> [Your goal] Write out the line that holds "Category: white concrete base" together with every line that follows it to the end of the material below, exactly. Omit the pictures.
• • • •
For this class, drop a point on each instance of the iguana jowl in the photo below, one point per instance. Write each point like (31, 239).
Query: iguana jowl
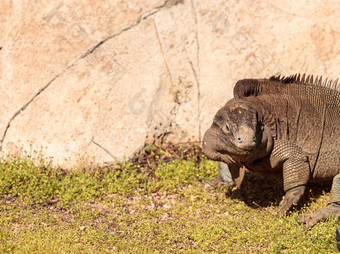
(288, 127)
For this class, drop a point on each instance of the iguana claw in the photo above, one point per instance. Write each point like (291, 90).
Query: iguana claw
(291, 198)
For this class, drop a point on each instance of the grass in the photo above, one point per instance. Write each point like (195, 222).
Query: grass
(156, 207)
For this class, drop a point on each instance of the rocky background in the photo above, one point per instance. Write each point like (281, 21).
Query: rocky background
(88, 82)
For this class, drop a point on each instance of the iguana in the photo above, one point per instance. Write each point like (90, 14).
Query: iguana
(287, 127)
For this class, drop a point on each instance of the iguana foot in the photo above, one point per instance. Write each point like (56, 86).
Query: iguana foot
(310, 219)
(218, 183)
(291, 198)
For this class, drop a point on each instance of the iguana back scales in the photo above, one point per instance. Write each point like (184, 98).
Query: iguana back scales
(287, 127)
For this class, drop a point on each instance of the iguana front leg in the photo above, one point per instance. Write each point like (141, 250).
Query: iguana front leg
(332, 209)
(295, 169)
(228, 176)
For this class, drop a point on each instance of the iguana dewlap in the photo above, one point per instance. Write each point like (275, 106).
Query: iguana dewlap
(286, 127)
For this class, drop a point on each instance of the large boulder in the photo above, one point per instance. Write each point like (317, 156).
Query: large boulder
(90, 82)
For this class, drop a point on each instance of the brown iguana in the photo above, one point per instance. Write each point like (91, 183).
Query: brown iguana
(287, 127)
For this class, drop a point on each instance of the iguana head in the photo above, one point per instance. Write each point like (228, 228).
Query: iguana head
(235, 135)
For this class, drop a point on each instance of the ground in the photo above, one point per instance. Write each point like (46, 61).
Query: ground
(155, 203)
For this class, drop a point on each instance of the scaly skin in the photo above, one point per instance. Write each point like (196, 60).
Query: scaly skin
(288, 128)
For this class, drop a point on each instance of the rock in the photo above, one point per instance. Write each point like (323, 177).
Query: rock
(90, 82)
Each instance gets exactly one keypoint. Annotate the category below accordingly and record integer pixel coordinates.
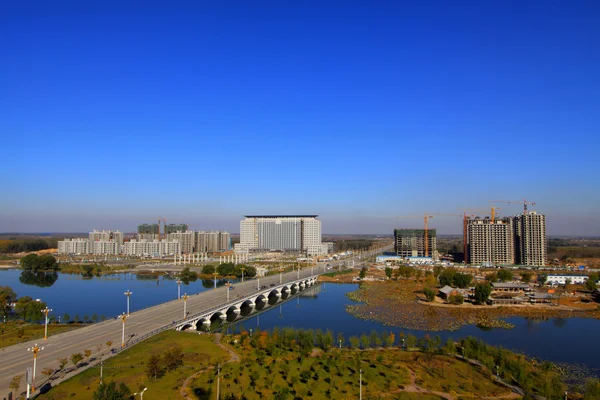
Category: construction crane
(426, 218)
(524, 202)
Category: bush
(456, 298)
(430, 294)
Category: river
(321, 308)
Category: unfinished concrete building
(530, 238)
(490, 242)
(411, 243)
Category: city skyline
(115, 114)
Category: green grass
(343, 272)
(10, 332)
(129, 366)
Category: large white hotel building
(294, 233)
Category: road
(15, 359)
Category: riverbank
(399, 303)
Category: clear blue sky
(113, 113)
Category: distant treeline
(354, 244)
(25, 245)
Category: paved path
(15, 359)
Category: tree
(456, 299)
(591, 284)
(462, 280)
(7, 297)
(154, 369)
(110, 391)
(15, 382)
(30, 262)
(208, 269)
(526, 277)
(482, 292)
(363, 273)
(388, 272)
(430, 294)
(447, 276)
(505, 275)
(76, 358)
(62, 362)
(173, 358)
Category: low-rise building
(561, 279)
(510, 287)
(74, 246)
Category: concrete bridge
(247, 305)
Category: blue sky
(114, 113)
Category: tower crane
(524, 202)
(426, 217)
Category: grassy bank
(16, 332)
(199, 352)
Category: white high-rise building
(107, 236)
(530, 238)
(298, 233)
(187, 240)
(74, 246)
(146, 247)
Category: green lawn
(129, 366)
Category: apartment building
(74, 246)
(411, 243)
(145, 247)
(212, 241)
(186, 238)
(530, 239)
(296, 233)
(490, 241)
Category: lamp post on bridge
(46, 311)
(185, 297)
(123, 317)
(35, 349)
(128, 293)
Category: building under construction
(411, 243)
(490, 241)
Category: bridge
(206, 309)
(243, 307)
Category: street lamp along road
(123, 318)
(46, 311)
(128, 294)
(141, 393)
(185, 297)
(35, 349)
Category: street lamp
(141, 393)
(35, 349)
(123, 317)
(46, 311)
(184, 297)
(128, 294)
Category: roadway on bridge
(15, 359)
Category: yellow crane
(524, 202)
(426, 217)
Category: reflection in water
(41, 279)
(559, 322)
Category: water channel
(320, 308)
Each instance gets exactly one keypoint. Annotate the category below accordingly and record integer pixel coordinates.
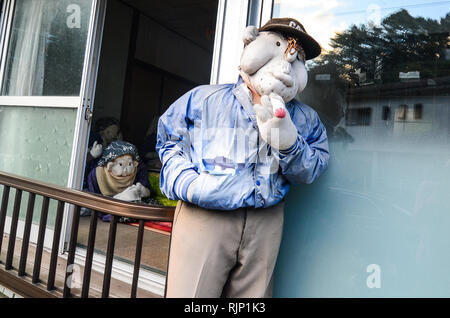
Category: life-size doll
(119, 174)
(106, 130)
(230, 153)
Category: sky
(323, 18)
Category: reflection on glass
(381, 88)
(47, 47)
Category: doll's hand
(129, 194)
(96, 150)
(274, 122)
(142, 191)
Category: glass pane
(36, 143)
(47, 48)
(376, 223)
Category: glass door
(44, 74)
(376, 223)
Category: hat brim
(310, 46)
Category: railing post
(3, 211)
(72, 248)
(26, 234)
(109, 256)
(89, 255)
(40, 242)
(137, 259)
(13, 231)
(55, 246)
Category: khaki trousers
(223, 253)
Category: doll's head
(120, 158)
(109, 130)
(274, 57)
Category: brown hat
(291, 27)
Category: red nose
(280, 113)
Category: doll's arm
(173, 146)
(308, 157)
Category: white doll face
(122, 166)
(270, 70)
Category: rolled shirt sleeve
(308, 157)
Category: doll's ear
(250, 34)
(109, 166)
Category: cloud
(316, 16)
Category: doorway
(152, 52)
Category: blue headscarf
(117, 149)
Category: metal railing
(19, 280)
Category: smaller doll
(119, 174)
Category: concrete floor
(155, 250)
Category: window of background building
(383, 202)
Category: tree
(401, 43)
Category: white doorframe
(233, 16)
(83, 121)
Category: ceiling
(193, 19)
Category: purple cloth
(141, 176)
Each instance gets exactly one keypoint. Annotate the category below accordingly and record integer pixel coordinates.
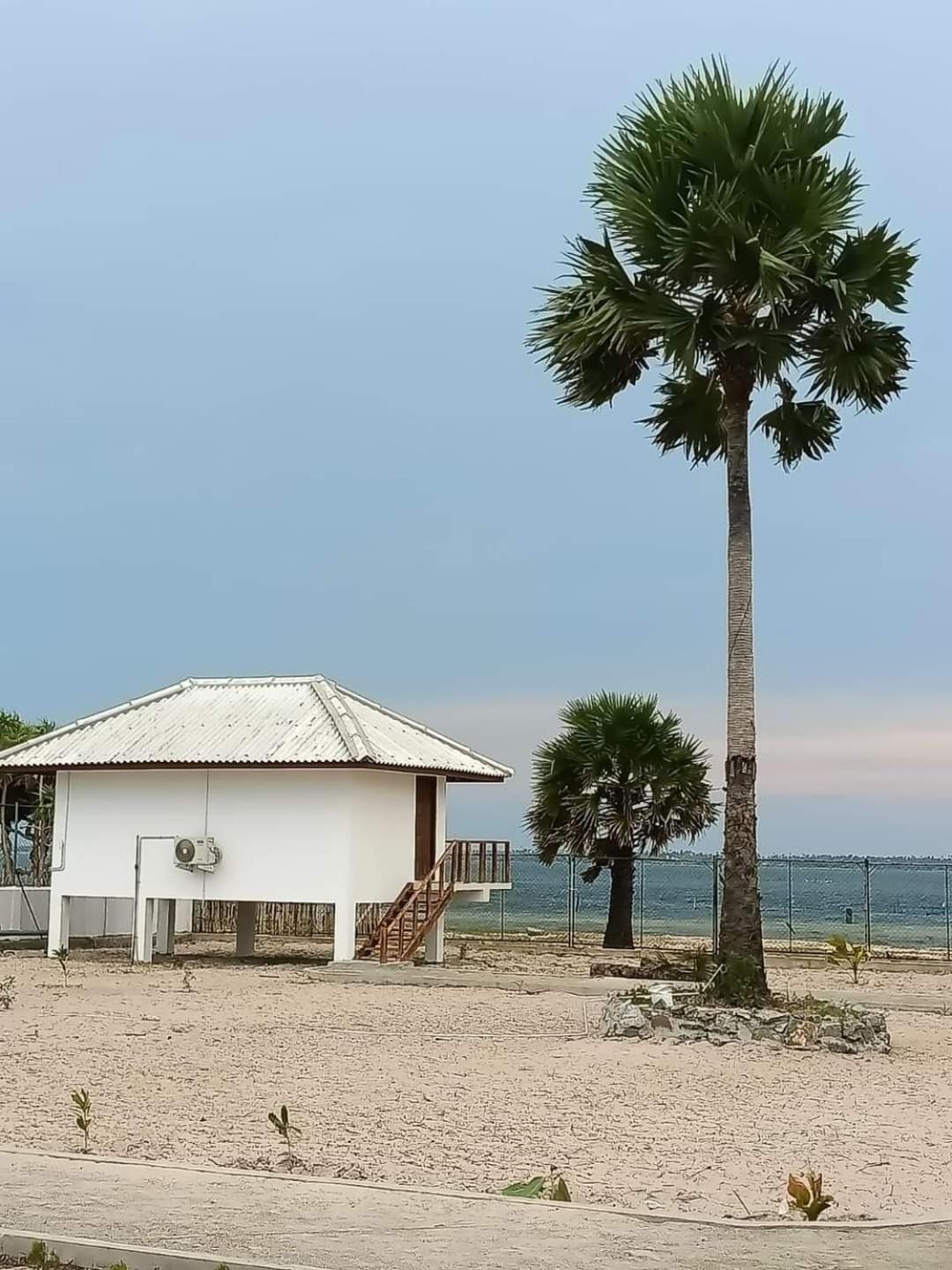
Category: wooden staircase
(421, 903)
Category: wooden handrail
(484, 862)
(492, 863)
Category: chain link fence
(894, 907)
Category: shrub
(807, 1195)
(285, 1128)
(550, 1185)
(83, 1106)
(739, 983)
(853, 955)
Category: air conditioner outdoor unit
(197, 854)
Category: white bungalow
(265, 788)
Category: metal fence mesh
(891, 906)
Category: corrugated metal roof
(306, 721)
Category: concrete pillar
(144, 923)
(58, 934)
(344, 930)
(433, 943)
(165, 927)
(245, 927)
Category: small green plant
(83, 1106)
(40, 1258)
(550, 1185)
(853, 955)
(285, 1129)
(807, 1197)
(739, 983)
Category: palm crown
(621, 779)
(730, 254)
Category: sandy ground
(467, 1087)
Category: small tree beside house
(621, 780)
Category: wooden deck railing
(420, 903)
(480, 860)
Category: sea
(891, 903)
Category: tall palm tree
(620, 781)
(730, 256)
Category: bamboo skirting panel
(219, 917)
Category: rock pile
(847, 1030)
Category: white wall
(285, 834)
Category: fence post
(569, 902)
(866, 900)
(715, 902)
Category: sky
(265, 273)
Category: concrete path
(338, 1226)
(579, 986)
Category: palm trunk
(740, 934)
(619, 929)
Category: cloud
(810, 744)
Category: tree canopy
(730, 256)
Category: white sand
(466, 1087)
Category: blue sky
(265, 271)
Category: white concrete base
(433, 944)
(344, 931)
(165, 927)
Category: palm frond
(799, 430)
(688, 415)
(859, 361)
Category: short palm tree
(20, 794)
(622, 780)
(730, 257)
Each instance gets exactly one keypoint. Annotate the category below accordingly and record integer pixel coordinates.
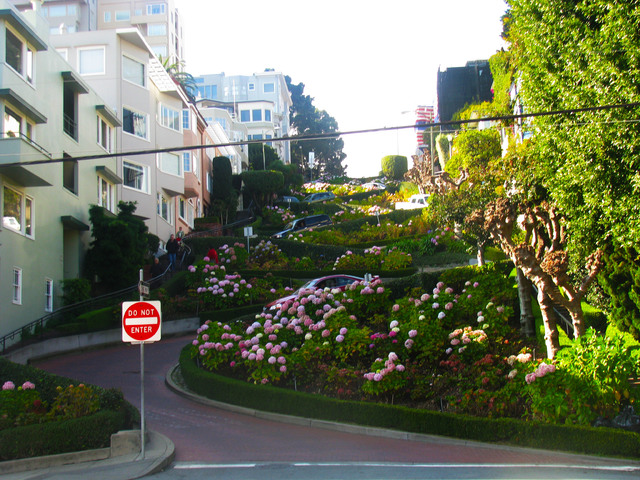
• • • •
> [Answer box]
Category: white concrete base
(433, 944)
(344, 931)
(165, 927)
Category: palm frond
(799, 430)
(688, 415)
(859, 361)
Category: short palm tree
(20, 794)
(622, 780)
(730, 257)
Each instance gets exactly one keypoint. Annotate the category below accordingly and record integer pixel coordinates.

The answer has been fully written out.